● **Stated goal**: Could you repeat, word for word, every line from the one containing "stalk in the photo above." through the final line of the records below, and nothing else?

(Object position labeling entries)
-- Begin --

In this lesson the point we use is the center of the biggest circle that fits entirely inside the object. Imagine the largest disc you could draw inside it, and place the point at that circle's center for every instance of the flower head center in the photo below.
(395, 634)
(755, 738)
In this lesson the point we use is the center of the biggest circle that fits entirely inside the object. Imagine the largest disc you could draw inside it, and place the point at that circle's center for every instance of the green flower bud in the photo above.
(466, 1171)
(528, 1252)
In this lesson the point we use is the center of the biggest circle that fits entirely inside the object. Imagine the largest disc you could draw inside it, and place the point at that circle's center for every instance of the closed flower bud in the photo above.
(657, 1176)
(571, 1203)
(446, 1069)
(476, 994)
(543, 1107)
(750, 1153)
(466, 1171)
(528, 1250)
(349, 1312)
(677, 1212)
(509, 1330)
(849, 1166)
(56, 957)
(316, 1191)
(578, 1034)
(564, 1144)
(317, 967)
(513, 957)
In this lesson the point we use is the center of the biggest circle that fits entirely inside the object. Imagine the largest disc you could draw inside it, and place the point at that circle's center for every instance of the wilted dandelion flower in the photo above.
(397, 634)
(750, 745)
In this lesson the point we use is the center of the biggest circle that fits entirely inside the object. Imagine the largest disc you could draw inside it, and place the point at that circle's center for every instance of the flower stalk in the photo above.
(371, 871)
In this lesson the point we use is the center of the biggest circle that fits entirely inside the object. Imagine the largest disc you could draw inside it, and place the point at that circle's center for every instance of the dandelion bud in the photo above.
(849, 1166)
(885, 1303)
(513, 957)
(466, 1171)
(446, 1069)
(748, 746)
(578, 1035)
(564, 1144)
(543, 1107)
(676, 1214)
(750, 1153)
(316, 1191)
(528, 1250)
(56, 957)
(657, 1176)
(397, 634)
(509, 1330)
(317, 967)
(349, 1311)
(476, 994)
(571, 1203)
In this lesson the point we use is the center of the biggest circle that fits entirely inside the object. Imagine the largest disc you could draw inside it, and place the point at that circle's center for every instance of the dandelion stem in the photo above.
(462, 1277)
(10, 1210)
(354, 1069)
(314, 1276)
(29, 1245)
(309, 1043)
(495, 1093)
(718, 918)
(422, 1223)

-- End --

● **Solution for this exercise**:
In this lesson the point we use is the center of the biggest circle that fits entirely inside the object. Imagine the largest disc you could draw inside it, and place the point at that circle's center for every instance of the flower stalk in the photo above.
(371, 871)
In this lesson the point we use is the center of the biggest circle that fits entirely inside the object. Imagine the largest disc you could draw inside it, and place the point at that circle's center for every instance of the dandelion bud in the photo above.
(849, 1166)
(885, 1303)
(513, 957)
(466, 1171)
(446, 1069)
(748, 746)
(578, 1035)
(564, 1144)
(543, 1107)
(676, 1214)
(750, 1153)
(316, 1191)
(528, 1250)
(56, 957)
(657, 1176)
(397, 634)
(509, 1330)
(317, 967)
(349, 1311)
(476, 994)
(571, 1203)
In this lesson the point we use is the center of the biggest circle that fits entirely inside the object. Imagine the largest disc you could draw inside it, and place the point at that circle's center for every instance of the dandelion stem in the photo above.
(462, 1277)
(10, 1210)
(354, 1069)
(314, 1276)
(29, 1245)
(309, 1043)
(495, 1093)
(718, 918)
(422, 1223)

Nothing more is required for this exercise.